> _TÂCHE ÉCRITE 1_: Citez le passage du texte sur Baudrillard qui s'ouvre sur les mots contenant « Dans un autre » et se termine par « médiatique et publicitaire. ».

***** TEXTE FOURNI *****

Se basant sur son interprétation de l’omnipotence des médias bourgeois, Baudrillard avait prédit que la première guerre du Golfe (1991) n’aurait pas lieu. Durant le déroulement de cette guerre, il maintenait qu’elle n’était pas vraiment en train de se produire. Une fois la guerre finie, il annonçait qu’elle n’avait pas eu lieu. Les souffrances épouvantables endurées par des centaines de milliers de personnes du fait de la brutale offensive militaire américaine contre l’Irak, étaient balayées d’un revers de main par Baudrillard.

Dans un autre texte, Baudrillard décrit Disneyland comme la vraie Amérique. A son avis, la société américaine s’empresse de s’adapter et de s’aligner à la vision utopique de Disneyland. Les divisions d’une société dévastée par une polarisation sociale énorme n’existe plus. Pour un Baudrillard complaisant et calfeutré, il n’existe pas de pauvres ou de chômeurs aux Etats-Unis. Sous le vernis verbal de la critique « ultra-radicale » (comme il le proclamait lui-même) du capitalisme, on trouve la vision d’une société omnipotente, en grande partie sans divisions de classes, capable d’accroître inlassablement la production et d’apaiser les grandes masses de la population par la combinaison de produits de consommation et de propagande médiatique et publicitaire.

En fait, il n’y a rien de bien original dans de telles théories. Une attaque semblable des fondements du marxisme avait déjà été entreprise au vingtième siècle par les dirigeants de l’Ecole de Francfort, en Allemagne, tels Theodor Adorno qui écrivait sur l’avènement d’une société « d’intégration totale », et Herbert Marcuse qui parlait de « société unidimensionnelle. »

Baudrillard, cependant, est plus explicite que les membres de l’Ecole de Francfort dans son rejet des grandes masses de la population. Dans son livre Stratégies fatales (1985), Baudrillard se moque avec mépris des masses qui, déclare-t-il, à leur façon brute et animale sont complices de la stratégie de l’élite dirigeante : « Elles [les masses] ne sont nullement objet d’oppression et de manipulation… amorphes atones, épouvantables, elles exercent une souveraineté passive et opaque, elles ne disent rien, mais de façon subtile, peut-être comme les animaux dans une indifférence brute… les masses savent qu’elles ne sont rien et n’ont aucun désir de savoir. Les masses savent qu’elles sont impuissantes, et elles ne veulent pas le pouvoir. » [traduit de l’anglais]

Libéré par sa propre approche de toute obligation d’intégrité envers l’analyse sociale ou la réflexion historique, Baudrillard ignore volontairement le rôle des partis, tendances et directions politiques préférant dans ces passages donner libre cours à son idiosyncrasie « espiègle ». Si les masses exercent la « souveraineté », elles ne peuvent pas en même temps être « impuissantes », mais Baudrillard ne se soucie pas de telles contradictions dans ses propres écrits dans une situation où si peu de ses contemporains sont prêts à faire remarquer que « l’empereur est tout nu. »

*****

> _TÂCHE ÉCRITE 2_: Relevez toutes les lignes des données où figure le mot « wooden ».

***** DONNÉES *****

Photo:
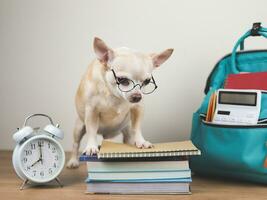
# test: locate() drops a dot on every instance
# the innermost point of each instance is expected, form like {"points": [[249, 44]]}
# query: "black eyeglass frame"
{"points": [[118, 83]]}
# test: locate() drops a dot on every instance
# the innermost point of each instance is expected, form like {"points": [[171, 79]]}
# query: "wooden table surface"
{"points": [[74, 187]]}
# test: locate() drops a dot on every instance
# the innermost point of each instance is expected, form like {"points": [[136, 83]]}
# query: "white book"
{"points": [[107, 176]]}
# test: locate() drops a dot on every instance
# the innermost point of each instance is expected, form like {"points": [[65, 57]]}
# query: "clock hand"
{"points": [[41, 154], [36, 162]]}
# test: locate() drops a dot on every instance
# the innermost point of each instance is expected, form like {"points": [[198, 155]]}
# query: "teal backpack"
{"points": [[226, 150]]}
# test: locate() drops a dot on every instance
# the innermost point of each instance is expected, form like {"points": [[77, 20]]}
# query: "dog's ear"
{"points": [[158, 59], [103, 52]]}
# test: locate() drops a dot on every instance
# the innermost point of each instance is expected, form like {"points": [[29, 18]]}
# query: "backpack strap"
{"points": [[257, 30]]}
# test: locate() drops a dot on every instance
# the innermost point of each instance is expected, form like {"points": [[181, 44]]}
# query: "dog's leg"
{"points": [[79, 131], [91, 124], [134, 134]]}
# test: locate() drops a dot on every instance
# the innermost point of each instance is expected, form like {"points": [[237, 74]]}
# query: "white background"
{"points": [[46, 46]]}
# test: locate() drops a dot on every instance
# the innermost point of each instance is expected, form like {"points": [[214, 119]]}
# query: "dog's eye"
{"points": [[123, 81], [146, 82]]}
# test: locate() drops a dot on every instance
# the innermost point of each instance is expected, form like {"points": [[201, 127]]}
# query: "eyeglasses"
{"points": [[126, 85]]}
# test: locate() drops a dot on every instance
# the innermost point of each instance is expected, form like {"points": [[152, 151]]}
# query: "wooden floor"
{"points": [[74, 187]]}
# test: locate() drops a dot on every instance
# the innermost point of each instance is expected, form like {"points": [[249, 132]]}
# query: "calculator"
{"points": [[237, 107]]}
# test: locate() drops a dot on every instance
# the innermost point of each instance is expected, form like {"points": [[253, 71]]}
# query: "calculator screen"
{"points": [[238, 98]]}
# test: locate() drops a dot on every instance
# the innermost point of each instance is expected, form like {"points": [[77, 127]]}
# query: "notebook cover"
{"points": [[256, 81], [94, 158], [112, 149]]}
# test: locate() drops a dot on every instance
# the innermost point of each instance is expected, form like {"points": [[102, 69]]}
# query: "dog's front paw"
{"points": [[73, 163], [91, 149], [143, 144]]}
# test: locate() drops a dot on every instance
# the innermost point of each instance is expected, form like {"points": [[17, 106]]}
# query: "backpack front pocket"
{"points": [[227, 147]]}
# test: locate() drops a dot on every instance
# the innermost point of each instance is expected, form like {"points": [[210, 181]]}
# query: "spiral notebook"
{"points": [[118, 150]]}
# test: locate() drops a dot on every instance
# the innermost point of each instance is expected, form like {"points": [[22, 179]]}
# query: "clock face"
{"points": [[41, 159]]}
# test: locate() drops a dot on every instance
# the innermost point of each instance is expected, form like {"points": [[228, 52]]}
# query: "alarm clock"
{"points": [[38, 156]]}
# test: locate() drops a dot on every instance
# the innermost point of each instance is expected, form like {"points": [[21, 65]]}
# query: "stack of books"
{"points": [[125, 169]]}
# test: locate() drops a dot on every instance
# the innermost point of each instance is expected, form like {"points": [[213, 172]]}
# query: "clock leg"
{"points": [[58, 181], [23, 184]]}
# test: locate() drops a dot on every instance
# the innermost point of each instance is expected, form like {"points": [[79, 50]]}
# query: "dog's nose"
{"points": [[135, 98]]}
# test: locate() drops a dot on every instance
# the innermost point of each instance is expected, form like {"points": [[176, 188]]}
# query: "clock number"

*****

> _RÉPONSE ÉCRITE 1_:
Dans un autre texte, Baudrillard décrit Disneyland comme la vraie Amérique. A son avis, la société américaine s’empresse de s’adapter et de s’aligner à la vision utopique de Disneyland. Les divisions d’une société dévastée par une polarisation sociale énorme n’existe plus. Pour un Baudrillard complaisant et calfeutré, il n’existe pas de pauvres ou de chômeurs aux Etats-Unis. Sous le vernis verbal de la critique « ultra-radicale » (comme il le proclamait lui-même) du capitalisme, on trouve la vision d’une société omnipotente, en grande partie sans divisions de classes, capable d’accroître inlassablement la production et d’apaiser les grandes masses de la population par la combinaison de produits de consommation et de propagande médiatique et publicitaire.

> _RÉPONSE ÉCRITE 2_:
# query: "wooden table surface"
# query: "wooden floor"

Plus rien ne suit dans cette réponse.